Exercise goal:
Copy out every line of the listing below in full, shifting each coordinate in the answers by adding 41 to it and leaving all other numbers as they are. Leave the pictures out.

Point placement records:

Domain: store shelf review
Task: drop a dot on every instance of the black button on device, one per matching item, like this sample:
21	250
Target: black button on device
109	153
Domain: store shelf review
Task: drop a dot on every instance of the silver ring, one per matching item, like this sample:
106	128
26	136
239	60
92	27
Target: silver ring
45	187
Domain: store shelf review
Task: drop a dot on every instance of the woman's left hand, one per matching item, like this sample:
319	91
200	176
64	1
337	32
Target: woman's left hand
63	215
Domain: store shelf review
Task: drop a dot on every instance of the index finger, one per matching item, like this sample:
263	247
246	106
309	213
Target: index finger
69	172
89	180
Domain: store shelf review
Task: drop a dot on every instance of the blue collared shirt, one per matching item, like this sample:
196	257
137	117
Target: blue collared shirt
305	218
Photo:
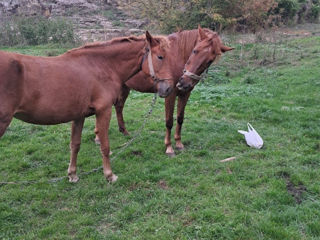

Answer below:
Domain: store shelf review
Task: drop a dot on every instance of the black button on device, one per matching item, like this sample:
21	250
Target: black button on device
150	194
Domain: store shelf review
Task: drop a dot on every instance of the silver ring, one per matching item, like this sample:
106	128
26	136
239	60
92	27
Target: silver ring
86	228
Domain: store shelf review
Task: drop a dot on every instance of the woman's left hand, one per matching item, like this sample:
319	91
200	176
64	1
337	32
Target: woman's left hand
104	256
Domain: store shelf review
Task: drop a dot on every instance of the index finger, one per matching item, like this sample:
263	247
246	106
309	213
Target: index finger
110	213
130	221
Domain: store shelf review
Task: drop a dot on every instance of the blue collared shirt, one per matching item, like this sample:
196	257
137	117
Target: blue collared shirt
346	259
Photo:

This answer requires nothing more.